- _Excerpted records_:

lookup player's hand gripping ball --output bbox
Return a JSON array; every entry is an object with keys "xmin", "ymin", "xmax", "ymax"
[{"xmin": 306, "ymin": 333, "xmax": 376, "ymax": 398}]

--

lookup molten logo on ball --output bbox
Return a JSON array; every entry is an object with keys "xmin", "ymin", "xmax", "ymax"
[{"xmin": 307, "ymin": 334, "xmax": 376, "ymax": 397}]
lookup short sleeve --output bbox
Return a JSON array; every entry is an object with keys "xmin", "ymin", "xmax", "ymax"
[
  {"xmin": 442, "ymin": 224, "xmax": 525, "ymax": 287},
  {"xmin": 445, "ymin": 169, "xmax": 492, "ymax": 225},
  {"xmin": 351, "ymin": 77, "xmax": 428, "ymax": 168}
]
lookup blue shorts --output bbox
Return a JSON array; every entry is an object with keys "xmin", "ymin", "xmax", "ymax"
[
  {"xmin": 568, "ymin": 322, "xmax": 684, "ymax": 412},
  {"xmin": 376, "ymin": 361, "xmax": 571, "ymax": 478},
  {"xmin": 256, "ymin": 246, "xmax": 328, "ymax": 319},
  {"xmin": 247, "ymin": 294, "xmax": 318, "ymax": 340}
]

- _Your objective_:
Please count the lines above that contain the string "bbox", with case mattering, and give only the number.

- _Reply_:
4